- _Available data_
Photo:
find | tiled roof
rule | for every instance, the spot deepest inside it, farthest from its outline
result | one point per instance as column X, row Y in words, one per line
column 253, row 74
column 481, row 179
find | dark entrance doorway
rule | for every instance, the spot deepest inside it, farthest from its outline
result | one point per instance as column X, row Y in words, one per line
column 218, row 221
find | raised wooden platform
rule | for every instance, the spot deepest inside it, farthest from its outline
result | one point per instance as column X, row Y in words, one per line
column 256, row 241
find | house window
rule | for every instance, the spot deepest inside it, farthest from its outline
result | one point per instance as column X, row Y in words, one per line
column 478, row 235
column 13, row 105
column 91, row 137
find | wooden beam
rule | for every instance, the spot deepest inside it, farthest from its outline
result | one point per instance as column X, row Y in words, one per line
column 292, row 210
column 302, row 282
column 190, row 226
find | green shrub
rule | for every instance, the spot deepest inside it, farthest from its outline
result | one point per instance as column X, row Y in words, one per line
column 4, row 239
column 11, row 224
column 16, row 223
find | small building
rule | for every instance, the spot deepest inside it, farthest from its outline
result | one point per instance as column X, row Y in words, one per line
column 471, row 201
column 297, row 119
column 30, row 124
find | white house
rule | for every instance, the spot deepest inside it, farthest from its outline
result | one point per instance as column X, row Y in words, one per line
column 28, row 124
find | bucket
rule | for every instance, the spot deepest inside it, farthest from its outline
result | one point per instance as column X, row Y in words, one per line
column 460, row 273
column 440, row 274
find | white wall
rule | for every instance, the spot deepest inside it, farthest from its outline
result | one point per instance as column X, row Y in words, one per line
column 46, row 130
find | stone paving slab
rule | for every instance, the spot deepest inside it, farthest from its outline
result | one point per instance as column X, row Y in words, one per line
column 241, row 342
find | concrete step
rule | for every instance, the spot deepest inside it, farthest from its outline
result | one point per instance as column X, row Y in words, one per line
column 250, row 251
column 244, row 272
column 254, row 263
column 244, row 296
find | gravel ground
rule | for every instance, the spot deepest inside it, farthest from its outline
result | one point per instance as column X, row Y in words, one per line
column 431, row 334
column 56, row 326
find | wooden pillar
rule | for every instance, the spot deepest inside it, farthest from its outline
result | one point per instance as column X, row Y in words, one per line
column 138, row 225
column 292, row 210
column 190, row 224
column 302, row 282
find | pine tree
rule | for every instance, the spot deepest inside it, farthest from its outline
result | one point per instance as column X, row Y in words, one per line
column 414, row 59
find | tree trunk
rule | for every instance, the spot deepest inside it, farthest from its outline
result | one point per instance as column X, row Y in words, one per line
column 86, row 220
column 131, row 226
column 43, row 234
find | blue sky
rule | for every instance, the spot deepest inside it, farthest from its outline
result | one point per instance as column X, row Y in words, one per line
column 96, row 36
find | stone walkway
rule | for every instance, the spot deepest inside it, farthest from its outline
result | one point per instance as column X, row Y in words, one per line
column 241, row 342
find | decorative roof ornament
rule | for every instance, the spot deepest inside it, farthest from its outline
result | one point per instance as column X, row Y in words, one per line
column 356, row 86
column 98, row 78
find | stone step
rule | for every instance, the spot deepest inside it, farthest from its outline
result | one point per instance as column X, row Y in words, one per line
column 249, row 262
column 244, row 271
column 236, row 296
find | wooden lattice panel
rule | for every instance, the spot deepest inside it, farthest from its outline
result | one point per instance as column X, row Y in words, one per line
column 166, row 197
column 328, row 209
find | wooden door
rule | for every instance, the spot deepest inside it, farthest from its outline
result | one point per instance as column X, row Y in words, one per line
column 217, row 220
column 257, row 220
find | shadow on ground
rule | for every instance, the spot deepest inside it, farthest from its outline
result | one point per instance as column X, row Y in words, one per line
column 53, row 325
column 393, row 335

- _Exercise requirements_
Output all of the data above without any alteration.

- _Answer box_
Photo:
find | tiled roof
rule | for every instance, the spot deepest inside it, farthest from its outline
result | one point per instance as column X, row Y in words, one per line
column 253, row 74
column 481, row 179
find | dark entrance doorway
rule | for every instance, the spot deepest inside it, farthest from its outline
result | one point per instance as column X, row Y in words, one per line
column 218, row 221
find | raised wooden platform
rule | for every instance, the spot deepest inside it, farthest from its outline
result | one point per instance as column X, row Y in words, one per line
column 256, row 241
find | house window
rule | for every instance, the spot deepest inside it, farthest from its outline
result | one point per instance as column X, row Y in words, one per line
column 478, row 235
column 13, row 105
column 91, row 137
find | wooden beam
rule | for every instance, the spot deepest inside it, farthest from its outline
result | one point per instance as column X, row Y in words, one per line
column 292, row 210
column 302, row 282
column 190, row 226
find | green shrub
rule | for every instance, the spot deepest inside it, farthest from its outline
result | one point per instance as column X, row Y in words, one per line
column 4, row 239
column 11, row 224
column 16, row 223
find | small building
rule | for every instance, the spot deepest inside it, farthest from its outline
result | one point per instance as column X, row Y in words, one per line
column 471, row 201
column 297, row 119
column 30, row 124
find | white house
rule | for every instance, the spot deepest inside it, farthest from its outline
result | one point per instance as column X, row Y in words, one per line
column 28, row 124
find | bucket
rule | for every instance, the spot deepest inside it, farthest from its outline
result | one point per instance as column X, row Y in words, one per line
column 460, row 273
column 440, row 274
find | white wall
rule | for every instance, the spot deepest inside it, farthest from its outline
result | one point per instance as column X, row Y in words, one per line
column 46, row 130
find | stone paving slab
rule | for every instance, the spot deepest inside it, farthest from its outline
result | one point per instance as column X, row Y in words, one per line
column 241, row 342
find | concrete step
rule | for every instance, the spot deepest inside it, farthest from its outline
result | one point per instance as column X, row Y in words, one per line
column 250, row 251
column 244, row 272
column 254, row 263
column 244, row 296
find | gravel ground
rule | for every instance, the spot deepest inside it, farthest from its outline
result | one point per instance as column X, row Y in words, one per line
column 431, row 334
column 56, row 326
find | wooden pillar
rule | for every instance, the spot deepest inside it, farthest from its outline
result | one point per instance as column X, row Y in words, one per line
column 138, row 225
column 292, row 210
column 190, row 224
column 302, row 282
find | pine tree
rule | for every instance, the spot deepest inside it, farthest from its outline
result | one point per instance as column X, row Y in words, one per line
column 414, row 59
find | tree trunk
rule | for every instance, the spot deepest inside it, farthest from its outline
result | one point per instance as column X, row Y in words, one per line
column 86, row 220
column 131, row 226
column 43, row 234
find | blue sky
rule | for every instance, the spot deepest inside it, farthest from its outline
result | one point per instance as column X, row Y in words, one per line
column 96, row 36
find | stone walkway
rule | for every instance, the spot deepest inside it, farthest from its outline
result | one point per instance as column X, row Y in words, one per line
column 241, row 342
find | decorative roof ornament
rule | for every instance, the spot deepest inside it, farthest from its outline
result | one point per instance as column X, row Y in words, one per line
column 356, row 86
column 98, row 78
find | stone step
rule | for every instance, the spot deepest inside it, farthest from its outline
result | one point per instance as column X, row Y in words, one per line
column 249, row 262
column 244, row 271
column 236, row 296
find | wooden lattice panel
rule | for every instance, the spot deepest inside it, farthest from its outline
result | one point per instance as column X, row Y in words, one per line
column 166, row 197
column 328, row 209
find | wooden door
rule | for every instance, the spot deepest inside it, farthest from its outline
result | one point per instance as column X, row Y in words, one per line
column 217, row 220
column 257, row 220
find | shadow on ground
rule | for every instance, the spot deepest inside it, farthest from its outline
result | one point per instance as column X, row Y in words, one per line
column 53, row 325
column 393, row 335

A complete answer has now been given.